* begin Extracted records *

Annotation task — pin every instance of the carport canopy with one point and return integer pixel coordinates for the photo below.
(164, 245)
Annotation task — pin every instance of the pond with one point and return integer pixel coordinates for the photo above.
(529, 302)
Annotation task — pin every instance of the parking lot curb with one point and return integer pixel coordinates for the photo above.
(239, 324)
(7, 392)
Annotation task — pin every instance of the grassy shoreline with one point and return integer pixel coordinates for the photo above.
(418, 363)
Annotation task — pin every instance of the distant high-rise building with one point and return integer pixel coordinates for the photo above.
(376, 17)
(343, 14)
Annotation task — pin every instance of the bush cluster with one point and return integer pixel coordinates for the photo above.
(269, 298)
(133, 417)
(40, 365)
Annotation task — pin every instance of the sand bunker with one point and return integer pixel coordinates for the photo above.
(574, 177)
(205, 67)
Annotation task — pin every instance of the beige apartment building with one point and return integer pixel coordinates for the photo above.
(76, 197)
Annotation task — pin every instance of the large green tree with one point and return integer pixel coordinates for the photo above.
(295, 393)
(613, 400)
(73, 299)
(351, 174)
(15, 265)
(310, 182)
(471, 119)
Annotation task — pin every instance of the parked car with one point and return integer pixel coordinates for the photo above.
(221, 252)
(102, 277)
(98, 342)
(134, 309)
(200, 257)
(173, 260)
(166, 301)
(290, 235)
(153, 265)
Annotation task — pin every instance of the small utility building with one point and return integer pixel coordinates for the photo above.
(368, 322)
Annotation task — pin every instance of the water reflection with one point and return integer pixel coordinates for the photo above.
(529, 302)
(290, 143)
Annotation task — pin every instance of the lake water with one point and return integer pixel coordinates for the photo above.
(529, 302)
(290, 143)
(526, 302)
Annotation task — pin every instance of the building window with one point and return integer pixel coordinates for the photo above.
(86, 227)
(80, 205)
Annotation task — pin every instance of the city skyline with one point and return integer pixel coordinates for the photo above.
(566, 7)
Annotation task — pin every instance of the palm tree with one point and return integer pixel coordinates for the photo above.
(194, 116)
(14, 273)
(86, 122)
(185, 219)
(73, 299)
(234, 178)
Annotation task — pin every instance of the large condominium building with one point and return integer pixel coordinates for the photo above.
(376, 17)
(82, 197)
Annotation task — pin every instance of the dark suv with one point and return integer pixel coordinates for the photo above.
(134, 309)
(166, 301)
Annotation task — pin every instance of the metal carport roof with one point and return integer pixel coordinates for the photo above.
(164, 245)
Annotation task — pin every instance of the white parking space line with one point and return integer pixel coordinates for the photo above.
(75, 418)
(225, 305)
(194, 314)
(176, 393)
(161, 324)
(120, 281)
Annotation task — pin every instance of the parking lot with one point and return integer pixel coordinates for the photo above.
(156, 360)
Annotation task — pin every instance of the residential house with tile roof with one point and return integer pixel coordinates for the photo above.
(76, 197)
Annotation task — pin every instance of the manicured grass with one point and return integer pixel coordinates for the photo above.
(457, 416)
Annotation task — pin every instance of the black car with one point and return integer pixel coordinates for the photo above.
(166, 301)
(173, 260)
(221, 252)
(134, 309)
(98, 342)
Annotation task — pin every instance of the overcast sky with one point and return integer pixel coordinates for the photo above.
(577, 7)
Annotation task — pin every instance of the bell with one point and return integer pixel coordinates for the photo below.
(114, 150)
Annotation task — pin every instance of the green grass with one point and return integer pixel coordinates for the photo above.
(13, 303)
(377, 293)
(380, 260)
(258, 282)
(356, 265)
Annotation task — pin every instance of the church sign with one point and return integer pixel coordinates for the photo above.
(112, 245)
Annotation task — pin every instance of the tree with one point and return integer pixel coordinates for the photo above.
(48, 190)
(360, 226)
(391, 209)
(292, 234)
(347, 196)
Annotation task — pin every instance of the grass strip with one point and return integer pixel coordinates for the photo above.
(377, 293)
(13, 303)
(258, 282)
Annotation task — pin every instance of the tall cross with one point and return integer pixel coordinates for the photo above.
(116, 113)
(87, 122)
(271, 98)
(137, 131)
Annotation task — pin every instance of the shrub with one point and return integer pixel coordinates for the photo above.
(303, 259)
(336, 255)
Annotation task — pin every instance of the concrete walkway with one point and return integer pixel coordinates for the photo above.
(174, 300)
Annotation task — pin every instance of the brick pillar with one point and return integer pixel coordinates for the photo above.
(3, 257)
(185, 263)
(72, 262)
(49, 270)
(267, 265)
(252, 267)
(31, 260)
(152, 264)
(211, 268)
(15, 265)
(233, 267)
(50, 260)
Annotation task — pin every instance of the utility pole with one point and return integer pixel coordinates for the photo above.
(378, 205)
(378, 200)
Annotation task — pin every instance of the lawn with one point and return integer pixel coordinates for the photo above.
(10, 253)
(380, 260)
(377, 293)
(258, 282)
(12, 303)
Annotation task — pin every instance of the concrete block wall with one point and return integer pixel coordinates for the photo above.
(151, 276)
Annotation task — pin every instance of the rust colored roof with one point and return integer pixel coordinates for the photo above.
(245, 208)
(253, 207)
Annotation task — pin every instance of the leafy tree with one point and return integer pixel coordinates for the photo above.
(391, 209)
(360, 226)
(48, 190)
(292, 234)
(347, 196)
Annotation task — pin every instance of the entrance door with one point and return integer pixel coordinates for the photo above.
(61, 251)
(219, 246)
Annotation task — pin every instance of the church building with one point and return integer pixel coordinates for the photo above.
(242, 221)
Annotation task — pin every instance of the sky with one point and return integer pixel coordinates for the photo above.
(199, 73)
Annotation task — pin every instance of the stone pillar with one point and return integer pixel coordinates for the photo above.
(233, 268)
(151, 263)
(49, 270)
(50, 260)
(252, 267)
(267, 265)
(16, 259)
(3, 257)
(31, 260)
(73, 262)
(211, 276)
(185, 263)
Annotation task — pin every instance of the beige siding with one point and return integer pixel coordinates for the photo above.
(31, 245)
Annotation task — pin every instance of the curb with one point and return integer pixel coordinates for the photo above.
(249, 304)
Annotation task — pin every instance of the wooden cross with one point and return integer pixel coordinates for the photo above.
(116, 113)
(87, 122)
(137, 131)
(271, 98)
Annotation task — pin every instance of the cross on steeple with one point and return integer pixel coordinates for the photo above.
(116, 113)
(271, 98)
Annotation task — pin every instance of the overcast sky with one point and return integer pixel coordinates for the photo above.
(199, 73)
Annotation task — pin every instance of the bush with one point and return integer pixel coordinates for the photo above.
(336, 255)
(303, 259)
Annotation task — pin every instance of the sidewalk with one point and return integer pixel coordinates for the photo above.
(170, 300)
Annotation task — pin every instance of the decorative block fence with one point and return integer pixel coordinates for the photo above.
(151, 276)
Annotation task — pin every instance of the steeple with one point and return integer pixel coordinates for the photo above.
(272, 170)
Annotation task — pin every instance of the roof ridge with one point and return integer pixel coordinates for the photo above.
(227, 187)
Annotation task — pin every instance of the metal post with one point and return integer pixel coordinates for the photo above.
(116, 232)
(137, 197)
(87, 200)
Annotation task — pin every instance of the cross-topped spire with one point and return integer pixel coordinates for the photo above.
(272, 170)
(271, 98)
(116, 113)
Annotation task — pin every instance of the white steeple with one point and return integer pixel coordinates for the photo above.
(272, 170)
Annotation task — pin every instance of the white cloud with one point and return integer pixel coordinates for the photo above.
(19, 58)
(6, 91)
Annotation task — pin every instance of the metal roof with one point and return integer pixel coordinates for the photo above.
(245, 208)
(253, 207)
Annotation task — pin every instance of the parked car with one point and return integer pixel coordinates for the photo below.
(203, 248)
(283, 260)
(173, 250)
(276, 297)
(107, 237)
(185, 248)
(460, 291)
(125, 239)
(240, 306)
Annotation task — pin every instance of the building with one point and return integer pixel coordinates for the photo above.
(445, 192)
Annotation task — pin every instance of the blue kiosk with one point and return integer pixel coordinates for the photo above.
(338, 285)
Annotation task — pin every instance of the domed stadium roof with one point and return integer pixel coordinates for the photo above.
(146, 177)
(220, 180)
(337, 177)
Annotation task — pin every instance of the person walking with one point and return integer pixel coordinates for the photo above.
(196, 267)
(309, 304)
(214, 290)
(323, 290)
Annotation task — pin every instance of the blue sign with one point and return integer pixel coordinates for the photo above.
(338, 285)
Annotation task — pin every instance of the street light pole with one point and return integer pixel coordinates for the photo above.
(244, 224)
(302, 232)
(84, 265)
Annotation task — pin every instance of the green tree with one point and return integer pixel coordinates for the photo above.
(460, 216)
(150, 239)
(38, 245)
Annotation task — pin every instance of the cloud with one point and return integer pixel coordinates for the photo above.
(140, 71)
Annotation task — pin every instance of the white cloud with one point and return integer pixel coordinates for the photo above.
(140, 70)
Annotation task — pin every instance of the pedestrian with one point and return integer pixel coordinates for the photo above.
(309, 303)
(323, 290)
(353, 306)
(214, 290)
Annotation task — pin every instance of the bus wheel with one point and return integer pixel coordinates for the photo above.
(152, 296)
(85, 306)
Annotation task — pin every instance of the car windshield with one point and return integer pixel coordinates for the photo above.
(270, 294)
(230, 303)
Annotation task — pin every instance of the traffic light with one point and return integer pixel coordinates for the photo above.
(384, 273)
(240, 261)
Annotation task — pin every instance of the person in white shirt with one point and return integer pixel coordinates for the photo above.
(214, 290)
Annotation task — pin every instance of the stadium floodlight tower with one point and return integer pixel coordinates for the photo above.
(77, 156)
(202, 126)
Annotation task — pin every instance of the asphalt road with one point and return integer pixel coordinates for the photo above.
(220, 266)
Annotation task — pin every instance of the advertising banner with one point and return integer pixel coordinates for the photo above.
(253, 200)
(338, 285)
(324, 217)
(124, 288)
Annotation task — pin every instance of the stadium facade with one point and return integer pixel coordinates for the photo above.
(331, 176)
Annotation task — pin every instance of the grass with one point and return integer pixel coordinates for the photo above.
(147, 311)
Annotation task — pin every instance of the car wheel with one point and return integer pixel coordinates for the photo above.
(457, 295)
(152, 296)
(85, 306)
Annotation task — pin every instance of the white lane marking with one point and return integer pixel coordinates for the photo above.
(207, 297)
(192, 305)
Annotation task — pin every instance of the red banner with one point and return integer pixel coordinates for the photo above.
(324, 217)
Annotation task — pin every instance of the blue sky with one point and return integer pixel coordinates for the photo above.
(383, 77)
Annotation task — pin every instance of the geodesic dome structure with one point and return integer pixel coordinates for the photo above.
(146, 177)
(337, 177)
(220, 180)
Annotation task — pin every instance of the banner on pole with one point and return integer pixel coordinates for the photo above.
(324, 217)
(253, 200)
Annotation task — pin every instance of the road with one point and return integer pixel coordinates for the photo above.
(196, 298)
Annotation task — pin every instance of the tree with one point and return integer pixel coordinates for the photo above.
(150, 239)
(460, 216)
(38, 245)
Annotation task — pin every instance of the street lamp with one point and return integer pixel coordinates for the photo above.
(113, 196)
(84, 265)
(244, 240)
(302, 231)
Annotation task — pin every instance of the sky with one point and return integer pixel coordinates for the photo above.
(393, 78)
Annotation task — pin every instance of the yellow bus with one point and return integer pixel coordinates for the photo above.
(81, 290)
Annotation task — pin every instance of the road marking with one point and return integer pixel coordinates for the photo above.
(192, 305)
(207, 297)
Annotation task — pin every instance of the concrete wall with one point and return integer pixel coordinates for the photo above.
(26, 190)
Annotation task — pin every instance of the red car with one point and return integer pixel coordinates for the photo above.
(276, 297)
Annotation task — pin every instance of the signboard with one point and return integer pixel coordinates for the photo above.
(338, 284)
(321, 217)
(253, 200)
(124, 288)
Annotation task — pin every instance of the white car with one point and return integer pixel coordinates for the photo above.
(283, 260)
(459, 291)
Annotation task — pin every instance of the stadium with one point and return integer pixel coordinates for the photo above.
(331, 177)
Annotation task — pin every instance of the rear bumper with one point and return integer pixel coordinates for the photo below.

* end Extracted records *

**Stated goal**
Scale the listing from the line with "Annotation task — pin every instance of the road with" up to and including its final line, and give every line again, requests included. Multiply each point coordinate in the answers by 0.75 and round it to a whole number, rounding halves up, while leaving all numbers in the requests unchanged.

**Final result**
Annotation task — pin every instance of the road with one point and return integer pixel coordinates for the photo above.
(147, 224)
Annotation task — pin every instance of the tree with one point and return integer pixel coordinates for the photo above.
(113, 179)
(345, 162)
(29, 184)
Annotation task — pin every instance of the street lamp with one point and return integer pixel coordinates for the photo above.
(85, 147)
(63, 199)
(183, 180)
(227, 173)
Annotation task — pin every instance of the sky with one point and return integer pixel coordinates for the photo above.
(295, 59)
Annotation task — pin every instance of the yellow bus with one point and return integer pixel coordinates for the photo above.
(61, 218)
Annotation task — pin every instance of the road marking with one point and return integer pixel coordinates for the photo above.
(144, 229)
(155, 223)
Annotation task — pin every instance of the concrete wall with one point and return integer pixel coordinates for the photo above.
(20, 143)
Annotation task — pin every instance of the red car with one point and return integer pixel coordinates for the photo above.
(207, 223)
Annotation task — pin every instance of the signboard with one point and return integer pixel coordinates for the photo above.
(254, 213)
(241, 163)
(190, 150)
(93, 216)
Annotation task — pin every instance of the white car with one point and return integer pixel coordinates for the photo above.
(212, 195)
(344, 218)
Annotation task — pin every instance of the stadium with one point and return integer pixel coordinates for the photo above.
(248, 133)
Annotation task — pin every instance of the rear bumper with one point and return integer pixel coordinates for the photo below.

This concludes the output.